─── Testo di partenza ───

Si pensi ancora alla visita del pontefice polacco alla sinagoga di Roma
del 13 aprile del 1986 nella quale occasione Wojtyla non mancò di
associare alla Chiesa parte delle circostanze che avevano consentito la
drammatica notte della Shoah: “Hitler potè perpetrare l’Olocausto perché
non ci fu una sufficiente sensibilità dei cristiani verso gli ebrei”,
dirà il card. Ratzinger in un’intervista al Tg2 il 15 marzo 1999 in
vista della pubblicazione del documento We remember, rimarcando
l'intervento del Pontefice rivolto agli Ebrei romani. Sull'
antigiudaismo si è tenuto in Vaticano un simposio (1997) in occasione
del quale Giovanni Paolo affermò che «la resistenza dei cristiani» alla
persecuzione nazista degli ebrei «non è stata quella che l' umanità era
in diritto di aspettarsi dai discepoli di Cristo» (31 ottobre 1997).

─── Dati estratti ───

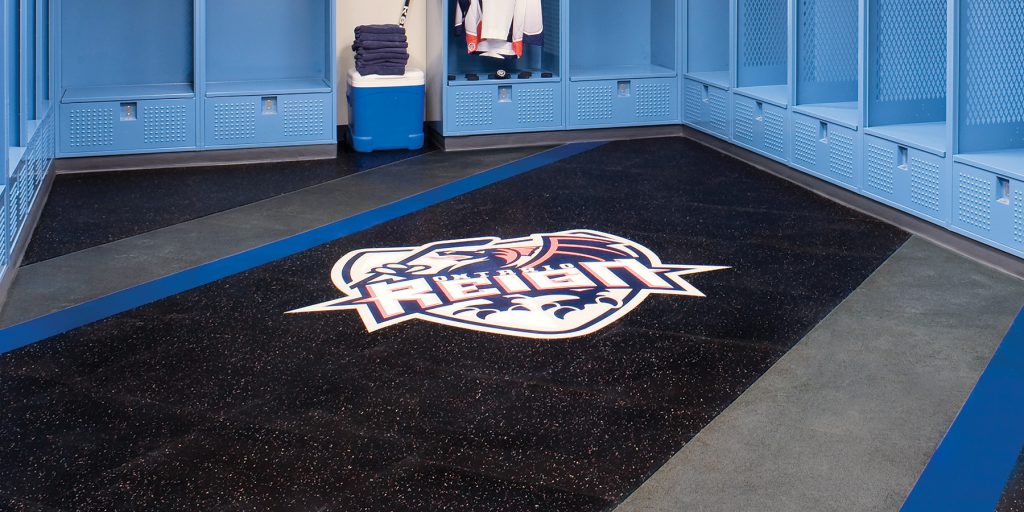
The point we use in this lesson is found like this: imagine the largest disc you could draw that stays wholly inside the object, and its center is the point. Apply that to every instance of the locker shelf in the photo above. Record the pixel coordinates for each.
(929, 137)
(125, 92)
(461, 80)
(253, 87)
(906, 73)
(775, 94)
(622, 72)
(991, 85)
(107, 50)
(1006, 162)
(716, 78)
(844, 114)
(536, 58)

───

> **Consegna**: Dal testo sul rapporto tra la Chiesa e la Shoah, ricopia fedelmente il tratto che va da "Si pensi ancora" fino a "(31 ottobre 1997).". I record non hanno alcun ruolo in questo esercizio.

> **Risposta all'esercizio**:
Si pensi ancora alla visita del pontefice polacco alla sinagoga di Roma
del 13 aprile del 1986 nella quale occasione Wojtyla non mancò di
associare alla Chiesa parte delle circostanze che avevano consentito la
drammatica notte della Shoah: “Hitler potè perpetrare l’Olocausto perché
non ci fu una sufficiente sensibilità dei cristiani verso gli ebrei”,
dirà il card. Ratzinger in un’intervista al Tg2 il 15 marzo 1999 in
vista della pubblicazione del documento We remember, rimarcando
l'intervento del Pontefice rivolto agli Ebrei romani. Sull'
antigiudaismo si è tenuto in Vaticano un simposio (1997) in occasione
del quale Giovanni Paolo affermò che «la resistenza dei cristiani» alla
persecuzione nazista degli ebrei «non è stata quella che l' umanità era
in diritto di aspettarsi dai discepoli di Cristo» (31 ottobre 1997).